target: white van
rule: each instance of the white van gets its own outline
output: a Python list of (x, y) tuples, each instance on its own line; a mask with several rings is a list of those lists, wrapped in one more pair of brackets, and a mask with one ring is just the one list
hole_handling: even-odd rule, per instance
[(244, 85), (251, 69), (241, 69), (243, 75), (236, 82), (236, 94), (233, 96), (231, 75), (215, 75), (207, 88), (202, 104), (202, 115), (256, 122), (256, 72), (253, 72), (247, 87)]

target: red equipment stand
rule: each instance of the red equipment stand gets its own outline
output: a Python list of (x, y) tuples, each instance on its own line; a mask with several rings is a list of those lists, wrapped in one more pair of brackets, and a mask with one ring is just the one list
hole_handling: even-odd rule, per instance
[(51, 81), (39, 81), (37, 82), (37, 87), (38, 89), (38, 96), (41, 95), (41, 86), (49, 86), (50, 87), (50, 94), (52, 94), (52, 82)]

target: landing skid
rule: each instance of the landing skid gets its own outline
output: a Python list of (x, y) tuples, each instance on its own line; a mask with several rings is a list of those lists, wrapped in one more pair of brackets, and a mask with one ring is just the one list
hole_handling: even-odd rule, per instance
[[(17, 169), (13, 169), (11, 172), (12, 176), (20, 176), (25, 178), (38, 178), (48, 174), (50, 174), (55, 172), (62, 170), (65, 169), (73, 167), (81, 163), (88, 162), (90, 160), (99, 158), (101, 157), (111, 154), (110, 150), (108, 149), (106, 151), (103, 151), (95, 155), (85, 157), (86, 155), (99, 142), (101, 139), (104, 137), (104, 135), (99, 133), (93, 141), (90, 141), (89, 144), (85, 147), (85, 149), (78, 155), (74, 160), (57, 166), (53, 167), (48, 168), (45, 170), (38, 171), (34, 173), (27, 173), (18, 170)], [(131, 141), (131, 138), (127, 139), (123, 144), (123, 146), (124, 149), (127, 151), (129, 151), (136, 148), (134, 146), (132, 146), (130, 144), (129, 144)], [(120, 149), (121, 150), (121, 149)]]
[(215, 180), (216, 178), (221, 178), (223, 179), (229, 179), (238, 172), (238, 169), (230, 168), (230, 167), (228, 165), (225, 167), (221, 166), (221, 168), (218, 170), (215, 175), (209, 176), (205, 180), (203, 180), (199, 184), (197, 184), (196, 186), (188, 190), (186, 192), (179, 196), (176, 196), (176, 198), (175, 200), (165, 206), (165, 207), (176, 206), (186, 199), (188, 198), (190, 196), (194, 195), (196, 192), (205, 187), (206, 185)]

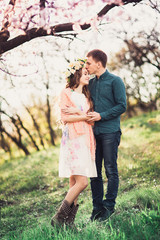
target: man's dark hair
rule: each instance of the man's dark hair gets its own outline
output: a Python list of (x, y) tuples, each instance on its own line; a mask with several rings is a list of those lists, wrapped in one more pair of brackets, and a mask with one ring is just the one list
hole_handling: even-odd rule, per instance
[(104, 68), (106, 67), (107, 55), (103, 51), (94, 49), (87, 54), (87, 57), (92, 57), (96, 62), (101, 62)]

* * * * * * * * *

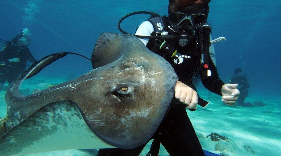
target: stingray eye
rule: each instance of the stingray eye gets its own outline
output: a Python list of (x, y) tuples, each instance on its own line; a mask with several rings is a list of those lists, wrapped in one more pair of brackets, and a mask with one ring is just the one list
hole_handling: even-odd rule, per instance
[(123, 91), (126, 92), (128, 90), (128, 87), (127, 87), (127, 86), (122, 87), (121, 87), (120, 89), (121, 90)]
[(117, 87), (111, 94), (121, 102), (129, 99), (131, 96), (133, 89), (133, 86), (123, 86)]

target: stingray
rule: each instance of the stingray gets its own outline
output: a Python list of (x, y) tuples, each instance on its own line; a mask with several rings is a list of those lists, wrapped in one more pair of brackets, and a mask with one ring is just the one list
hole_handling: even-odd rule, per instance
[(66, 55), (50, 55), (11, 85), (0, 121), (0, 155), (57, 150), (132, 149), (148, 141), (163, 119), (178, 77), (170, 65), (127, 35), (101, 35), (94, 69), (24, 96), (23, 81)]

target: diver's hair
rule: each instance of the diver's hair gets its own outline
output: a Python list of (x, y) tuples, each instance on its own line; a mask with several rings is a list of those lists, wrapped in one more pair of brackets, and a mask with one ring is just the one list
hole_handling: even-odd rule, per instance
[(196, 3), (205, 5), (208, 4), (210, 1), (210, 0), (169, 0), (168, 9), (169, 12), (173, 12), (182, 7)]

* * * * * * * * *

- **OBJET DE LA TÂCHE**: Renommez « red equipment stand » en « red metal stand » dans le passage allant de la ligne contenant « target: red equipment stand » jusqu'à celle contenant « 94), (52, 82)] », bornes comprises, et restituez ces seules lignes sans autre modification.

- **SOLUTION PROPOSÉE**:
target: red metal stand
rule: each instance of the red metal stand gets its own outline
output: a Python list of (x, y) tuples, each instance on its own line; a mask with several rings is a list of those lists, wrapped in one more pair of brackets, and a mask with one ring is just the one list
hole_handling: even-odd rule, per instance
[(51, 81), (39, 81), (37, 82), (37, 87), (38, 89), (38, 96), (41, 95), (41, 86), (49, 86), (50, 87), (50, 94), (52, 94), (52, 82)]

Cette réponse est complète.